ФРАГМЕНТ ДОКУМЕНТА:
☆ ☆ ☆ ☆ ☆
Добро- и простодушный

В годы общественных разломов, общественных кризисов появляются такие писатели. Потому-то они так и чутки к жаргону, к арго, к ненормативной лексике, что в годы социальных изменений язык тоже претерпевает изменения. И то, что не было нормой, нормой становится

Дмитрий Горчев – питерский литератор и художник, автор остроумных коротких текстов, издававший свои книги в издательствах «Геликон Плюс», «Амфора». Один из немногих настоящих писателей, появившихся из сетературы. Он обладает наиважнейшими свойствами настоящего писателя – у него есть собственная, незаемная интонация. Он слышит современную речь и умеет передать все ее милые и отвратительные особенности в эстетически приемлемой форме. Кроме того, Горчеву удалось создать новый характер. Несколько отдаленно этот характер напоминает Швейка или вольтеровского Простодушного. Его тексты, не укладывающиеся ни в одно из жанровых определений, читать легко, весело, порой жутковато. Нельзя сказать, чтобы Горчев был совсем уж вне традиций. Но если подбирать ближайший аналог в русской классической литературе, то это «Сказки» Салтыкова-Щедрина. Только, в отличие от злого, беспощадного сатирика, Горчев – добр. Пожалуй, его можно было бы назвать добрым Салтыковым-Щедриным, если бы это не звучало как оксюморон. Добрый Салтыков-Щедрин – все равно что белый афроамериканец.

Затянувшееся вступление

Впрочем, традиция у прозы Горчева богатая. Не один Салтыков-Щедрин осенил ее своим черным крылом. Первым делом вспоминается, конечно, Хармс. Не стихотворный Хармс, но прозаический, жуткий. Хармс «Старухи» и «Случаев». Потом, после Хармса и Салтыкова-Щедрина, вспоминается великий юродивый русской литературы второй половины ХХ века Венедикт Ерофеев. И все эти влияния, легко или нелегко обнаруживаемые в текстах Дмитрия Горчева, нимало его не унижают. Ни в какой степени не отнимают у него оригинальности, своеобычности. В конце концов, любой литератор, вступающий на поле литературы, чье-то влияние испытывает, чью-то традицию продолжает.
☆ ☆ ☆ ☆ ☆
ЧТО НУЖНО СДЕЛАТЬ:
Назовите издательства, в которых, согласно тексту о Дмитрии Горчеве, выходили его книги. Строки, приведённые далее, никак не связаны с текстом о Дмитрии Горчеве.

ИСХОДНЫЕ СТРОКИ:
☆ ☆ ☆ ☆ ☆
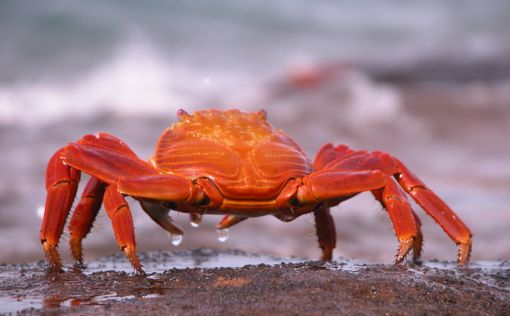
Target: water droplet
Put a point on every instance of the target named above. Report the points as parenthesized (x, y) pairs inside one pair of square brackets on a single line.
[(195, 219), (176, 239), (222, 234), (40, 211)]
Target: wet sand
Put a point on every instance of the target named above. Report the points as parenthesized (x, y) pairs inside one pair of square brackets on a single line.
[(212, 282)]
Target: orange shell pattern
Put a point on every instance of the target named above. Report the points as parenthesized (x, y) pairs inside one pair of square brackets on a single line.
[(240, 152)]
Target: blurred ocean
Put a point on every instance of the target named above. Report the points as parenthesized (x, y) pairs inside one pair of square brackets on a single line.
[(427, 81)]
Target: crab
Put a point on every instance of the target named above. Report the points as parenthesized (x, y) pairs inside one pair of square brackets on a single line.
[(235, 164)]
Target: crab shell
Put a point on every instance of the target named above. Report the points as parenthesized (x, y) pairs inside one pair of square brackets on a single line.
[(237, 164)]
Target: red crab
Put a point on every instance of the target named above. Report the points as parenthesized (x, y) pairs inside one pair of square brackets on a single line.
[(236, 164)]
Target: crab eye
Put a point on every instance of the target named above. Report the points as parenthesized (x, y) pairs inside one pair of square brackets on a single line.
[(294, 201), (205, 201)]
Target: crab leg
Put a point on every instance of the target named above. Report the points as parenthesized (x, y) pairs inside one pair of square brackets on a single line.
[(229, 221), (122, 222), (331, 184), (326, 232), (402, 217), (84, 215), (438, 210), (161, 187), (61, 185)]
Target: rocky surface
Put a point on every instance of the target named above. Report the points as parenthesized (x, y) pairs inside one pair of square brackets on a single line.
[(212, 282)]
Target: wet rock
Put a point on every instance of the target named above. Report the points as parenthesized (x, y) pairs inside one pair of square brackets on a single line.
[(264, 286)]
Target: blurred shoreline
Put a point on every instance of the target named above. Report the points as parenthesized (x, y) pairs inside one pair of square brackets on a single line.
[(428, 82)]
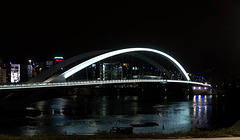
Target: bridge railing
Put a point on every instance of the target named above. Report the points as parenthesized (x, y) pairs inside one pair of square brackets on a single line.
[(95, 82)]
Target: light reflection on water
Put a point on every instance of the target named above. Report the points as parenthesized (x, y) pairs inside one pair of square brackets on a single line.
[(88, 115)]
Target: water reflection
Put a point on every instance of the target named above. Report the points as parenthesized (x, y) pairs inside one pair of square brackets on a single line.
[(87, 115)]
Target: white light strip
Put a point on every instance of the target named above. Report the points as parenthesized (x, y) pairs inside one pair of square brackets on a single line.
[(82, 83), (83, 65)]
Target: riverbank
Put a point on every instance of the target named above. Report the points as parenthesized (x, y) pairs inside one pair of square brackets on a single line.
[(221, 134)]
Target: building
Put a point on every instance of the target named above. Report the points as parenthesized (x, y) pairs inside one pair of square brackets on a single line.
[(3, 76)]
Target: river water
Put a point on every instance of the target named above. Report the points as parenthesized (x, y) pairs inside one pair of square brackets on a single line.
[(88, 115)]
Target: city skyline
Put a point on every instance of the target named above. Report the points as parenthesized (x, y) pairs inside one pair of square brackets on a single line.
[(203, 36)]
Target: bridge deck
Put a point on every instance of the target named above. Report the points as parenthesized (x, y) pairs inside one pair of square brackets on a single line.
[(84, 83)]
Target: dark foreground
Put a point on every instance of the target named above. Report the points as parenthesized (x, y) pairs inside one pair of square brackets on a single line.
[(222, 134)]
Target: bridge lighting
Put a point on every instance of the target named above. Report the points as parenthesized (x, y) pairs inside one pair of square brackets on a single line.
[(83, 65), (58, 57)]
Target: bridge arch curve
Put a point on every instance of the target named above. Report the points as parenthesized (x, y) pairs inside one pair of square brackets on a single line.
[(63, 76)]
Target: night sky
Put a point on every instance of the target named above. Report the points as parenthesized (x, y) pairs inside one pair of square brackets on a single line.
[(202, 35)]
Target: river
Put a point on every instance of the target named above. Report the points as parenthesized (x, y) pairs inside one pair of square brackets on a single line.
[(90, 114)]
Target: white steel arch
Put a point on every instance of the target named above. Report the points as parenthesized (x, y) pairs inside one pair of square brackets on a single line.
[(85, 64)]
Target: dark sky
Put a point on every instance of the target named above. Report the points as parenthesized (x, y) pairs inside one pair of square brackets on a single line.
[(201, 35)]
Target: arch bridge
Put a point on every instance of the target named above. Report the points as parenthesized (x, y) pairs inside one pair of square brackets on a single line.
[(62, 73)]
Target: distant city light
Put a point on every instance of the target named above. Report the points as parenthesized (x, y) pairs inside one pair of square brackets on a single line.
[(58, 57), (81, 66)]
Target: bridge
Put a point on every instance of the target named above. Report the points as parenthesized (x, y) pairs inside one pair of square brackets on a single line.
[(91, 83), (60, 75)]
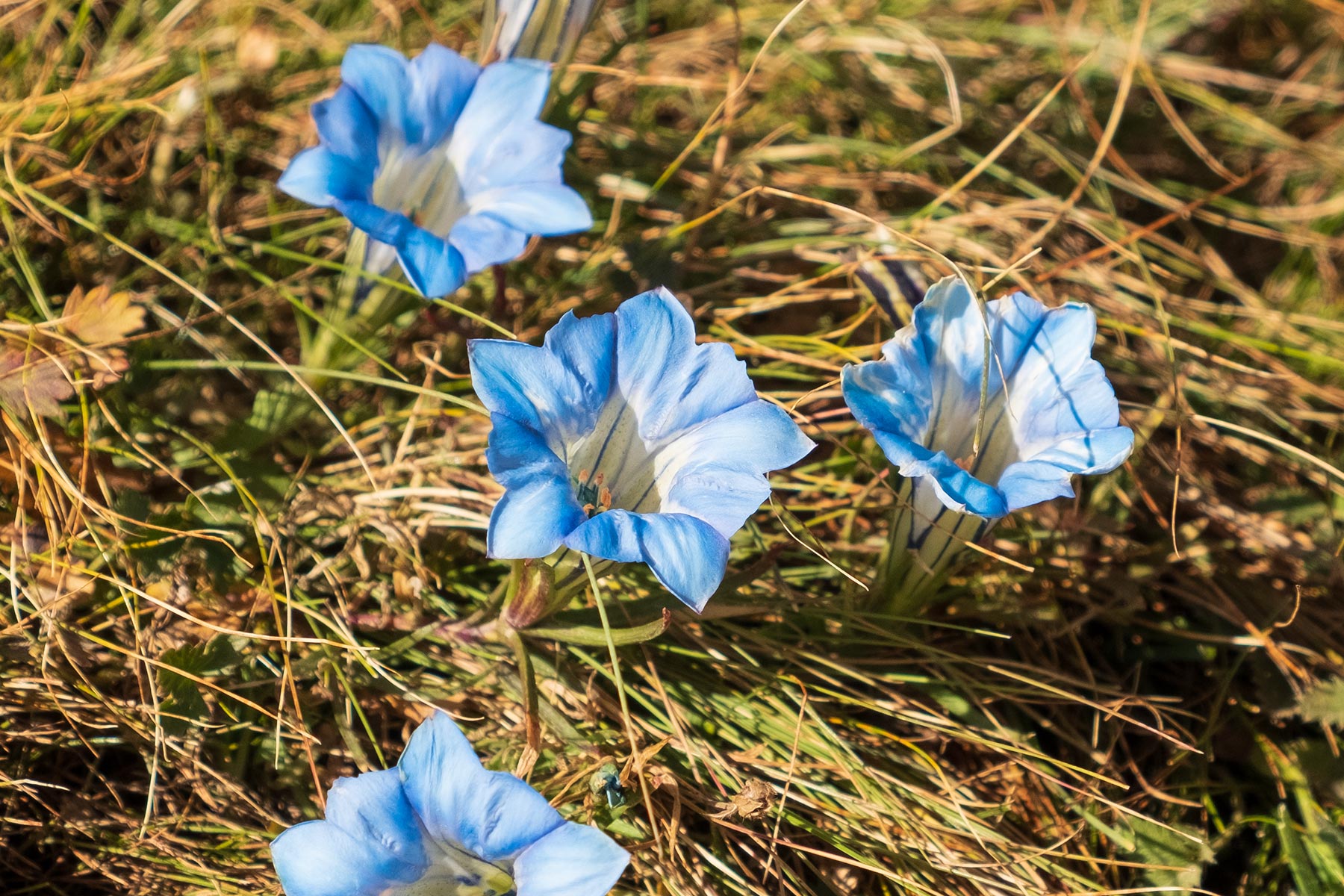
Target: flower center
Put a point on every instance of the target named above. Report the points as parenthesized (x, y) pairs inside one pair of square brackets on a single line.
[(611, 467), (591, 494), (954, 435), (456, 874), (423, 186)]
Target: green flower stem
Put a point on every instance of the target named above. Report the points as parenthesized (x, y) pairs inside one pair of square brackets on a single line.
[(910, 578)]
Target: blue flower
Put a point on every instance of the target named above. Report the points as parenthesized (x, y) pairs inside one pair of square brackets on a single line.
[(1050, 410), (443, 163), (624, 440), (538, 28), (440, 824)]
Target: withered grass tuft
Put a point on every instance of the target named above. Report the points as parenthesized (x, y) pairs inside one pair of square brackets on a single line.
[(210, 617)]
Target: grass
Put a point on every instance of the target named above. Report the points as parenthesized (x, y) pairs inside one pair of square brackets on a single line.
[(210, 617)]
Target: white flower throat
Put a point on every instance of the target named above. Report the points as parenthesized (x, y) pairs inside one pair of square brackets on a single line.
[(453, 872), (612, 467)]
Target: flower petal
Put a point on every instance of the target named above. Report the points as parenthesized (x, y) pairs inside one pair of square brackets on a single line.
[(687, 555), (558, 388), (378, 74), (371, 808), (546, 210), (526, 152), (319, 859), (322, 178), (488, 134), (432, 265), (717, 470), (573, 860), (484, 240), (441, 82), (1048, 474), (668, 381), (349, 128), (491, 815), (538, 508), (890, 395), (383, 226)]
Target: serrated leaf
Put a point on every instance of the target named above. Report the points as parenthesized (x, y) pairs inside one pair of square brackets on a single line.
[(30, 381), (101, 317), (183, 702)]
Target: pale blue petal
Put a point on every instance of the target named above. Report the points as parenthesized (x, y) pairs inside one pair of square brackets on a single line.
[(889, 396), (373, 809), (378, 74), (668, 381), (717, 470), (957, 488), (538, 508), (573, 860), (527, 152), (951, 332), (441, 82), (483, 240), (317, 859), (492, 815), (349, 128), (504, 94), (383, 226), (586, 347), (537, 386), (546, 210), (1048, 474), (320, 178), (432, 265), (687, 555)]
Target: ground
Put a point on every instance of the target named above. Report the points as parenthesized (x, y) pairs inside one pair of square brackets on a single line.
[(214, 609)]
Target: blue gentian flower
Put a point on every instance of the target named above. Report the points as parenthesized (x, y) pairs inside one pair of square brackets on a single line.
[(443, 163), (624, 440), (1050, 413), (538, 28), (440, 824)]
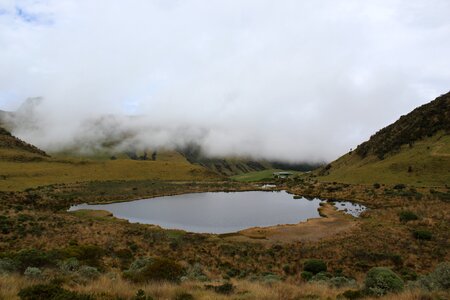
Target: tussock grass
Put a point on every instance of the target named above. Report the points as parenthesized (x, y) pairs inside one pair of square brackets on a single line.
[(18, 175), (425, 163), (108, 287)]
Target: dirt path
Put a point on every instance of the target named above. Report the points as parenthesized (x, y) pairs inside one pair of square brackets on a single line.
[(334, 223)]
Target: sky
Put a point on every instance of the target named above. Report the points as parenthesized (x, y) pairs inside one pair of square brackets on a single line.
[(288, 79)]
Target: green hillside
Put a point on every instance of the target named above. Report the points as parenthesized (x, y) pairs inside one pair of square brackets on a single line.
[(414, 150), (24, 166)]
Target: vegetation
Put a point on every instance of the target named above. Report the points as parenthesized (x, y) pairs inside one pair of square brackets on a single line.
[(380, 281), (314, 266)]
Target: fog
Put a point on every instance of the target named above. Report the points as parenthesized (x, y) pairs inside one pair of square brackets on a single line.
[(287, 80)]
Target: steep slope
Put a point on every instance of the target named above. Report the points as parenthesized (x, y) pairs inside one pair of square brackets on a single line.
[(413, 150), (230, 166), (12, 148)]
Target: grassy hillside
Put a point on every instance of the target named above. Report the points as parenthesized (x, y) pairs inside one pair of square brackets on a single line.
[(24, 166), (414, 150)]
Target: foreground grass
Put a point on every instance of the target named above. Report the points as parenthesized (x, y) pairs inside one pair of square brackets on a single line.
[(114, 287), (17, 175), (265, 175), (425, 163)]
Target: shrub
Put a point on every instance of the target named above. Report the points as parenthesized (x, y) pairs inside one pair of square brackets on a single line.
[(155, 269), (321, 276), (437, 280), (69, 265), (422, 234), (380, 281), (307, 276), (50, 292), (88, 272), (7, 266), (140, 295), (315, 266), (32, 258), (226, 288), (88, 254), (407, 215), (399, 186), (184, 296), (341, 281), (33, 272), (352, 294)]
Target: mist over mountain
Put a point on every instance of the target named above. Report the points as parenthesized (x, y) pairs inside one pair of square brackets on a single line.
[(285, 80)]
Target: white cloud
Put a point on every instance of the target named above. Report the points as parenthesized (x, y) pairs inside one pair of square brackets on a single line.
[(296, 80)]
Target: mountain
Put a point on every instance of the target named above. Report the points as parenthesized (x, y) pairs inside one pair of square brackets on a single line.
[(229, 166), (413, 150), (12, 148)]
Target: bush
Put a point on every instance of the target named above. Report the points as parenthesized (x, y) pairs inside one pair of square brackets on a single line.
[(7, 266), (87, 272), (437, 280), (140, 295), (352, 294), (399, 186), (155, 269), (69, 265), (315, 266), (88, 254), (422, 234), (50, 292), (225, 289), (33, 272), (184, 296), (321, 276), (407, 215), (32, 258), (307, 276), (341, 281), (380, 281)]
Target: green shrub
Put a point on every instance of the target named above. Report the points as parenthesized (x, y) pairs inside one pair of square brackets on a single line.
[(399, 186), (33, 258), (184, 296), (33, 272), (380, 281), (341, 281), (307, 276), (315, 266), (140, 295), (155, 269), (69, 265), (87, 272), (352, 294), (89, 254), (422, 234), (407, 215), (50, 292), (321, 276), (7, 266), (437, 280), (225, 289)]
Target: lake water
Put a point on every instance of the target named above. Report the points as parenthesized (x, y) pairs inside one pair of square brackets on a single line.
[(218, 212)]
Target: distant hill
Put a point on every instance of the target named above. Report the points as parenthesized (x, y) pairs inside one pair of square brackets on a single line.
[(413, 150), (12, 148), (229, 166)]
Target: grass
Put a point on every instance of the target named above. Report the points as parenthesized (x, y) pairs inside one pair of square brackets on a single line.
[(426, 163), (116, 288), (258, 175), (17, 175)]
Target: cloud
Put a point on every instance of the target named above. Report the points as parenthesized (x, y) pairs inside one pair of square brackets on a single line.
[(293, 80)]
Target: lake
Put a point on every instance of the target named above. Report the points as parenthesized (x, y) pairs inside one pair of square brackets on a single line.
[(217, 212)]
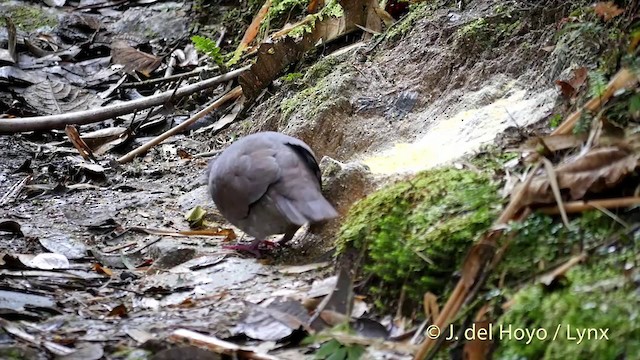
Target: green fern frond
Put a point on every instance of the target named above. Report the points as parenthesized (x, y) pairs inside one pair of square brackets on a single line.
[(597, 83), (207, 47)]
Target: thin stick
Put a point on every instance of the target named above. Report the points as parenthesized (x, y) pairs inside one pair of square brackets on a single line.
[(233, 94), (625, 78), (15, 125), (580, 206)]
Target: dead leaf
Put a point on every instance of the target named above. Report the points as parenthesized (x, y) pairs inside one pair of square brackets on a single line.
[(85, 351), (597, 170), (71, 247), (479, 346), (11, 226), (185, 352), (275, 322), (570, 88), (55, 3), (119, 311), (45, 261), (102, 270), (216, 345), (607, 10), (430, 304), (293, 270), (553, 143), (333, 318), (9, 56), (133, 59), (103, 140), (51, 98), (340, 300), (78, 143)]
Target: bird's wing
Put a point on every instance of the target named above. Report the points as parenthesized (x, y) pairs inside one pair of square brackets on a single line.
[(298, 194), (242, 177)]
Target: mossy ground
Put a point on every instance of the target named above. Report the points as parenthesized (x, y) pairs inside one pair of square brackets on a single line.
[(416, 232), (320, 92), (598, 298), (28, 17)]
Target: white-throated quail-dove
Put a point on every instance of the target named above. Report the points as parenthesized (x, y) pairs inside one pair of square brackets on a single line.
[(268, 183)]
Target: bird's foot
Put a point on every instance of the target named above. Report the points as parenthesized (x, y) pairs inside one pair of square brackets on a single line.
[(252, 249), (256, 248)]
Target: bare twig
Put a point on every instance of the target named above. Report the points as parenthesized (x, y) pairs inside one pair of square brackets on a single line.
[(233, 94), (15, 125), (14, 191), (580, 206)]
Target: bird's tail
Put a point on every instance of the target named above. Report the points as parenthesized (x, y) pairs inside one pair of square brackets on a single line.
[(307, 211)]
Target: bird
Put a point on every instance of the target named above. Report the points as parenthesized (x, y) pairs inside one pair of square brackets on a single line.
[(268, 183)]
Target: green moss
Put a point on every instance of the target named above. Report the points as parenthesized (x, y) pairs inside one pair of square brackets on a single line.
[(541, 241), (597, 299), (28, 18), (416, 12), (415, 233), (322, 92)]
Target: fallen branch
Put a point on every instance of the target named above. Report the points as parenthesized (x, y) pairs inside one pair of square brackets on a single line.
[(40, 123), (473, 268), (580, 206), (233, 94)]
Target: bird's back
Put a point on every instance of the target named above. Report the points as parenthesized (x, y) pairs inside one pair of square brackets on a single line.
[(267, 182)]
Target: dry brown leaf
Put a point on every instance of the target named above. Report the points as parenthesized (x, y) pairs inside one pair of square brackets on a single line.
[(52, 97), (552, 143), (478, 348), (607, 10), (9, 56), (570, 88), (102, 270), (333, 318), (103, 140), (119, 311), (276, 55), (78, 143), (133, 59), (597, 170), (430, 304), (252, 30)]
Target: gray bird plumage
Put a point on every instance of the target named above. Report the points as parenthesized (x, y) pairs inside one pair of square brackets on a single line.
[(268, 183)]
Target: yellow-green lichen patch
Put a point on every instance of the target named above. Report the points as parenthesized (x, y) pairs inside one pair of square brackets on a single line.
[(415, 233), (328, 78), (29, 17), (597, 301), (541, 241)]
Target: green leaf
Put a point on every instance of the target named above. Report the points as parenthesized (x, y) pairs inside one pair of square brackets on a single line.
[(327, 349), (555, 120), (597, 83), (340, 354), (634, 106), (207, 47), (355, 352)]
☆ ☆ ☆ ☆ ☆
ОТВЕТ НА ЗАДАНИЕ:
«Геликон Плюс» и «Амфора».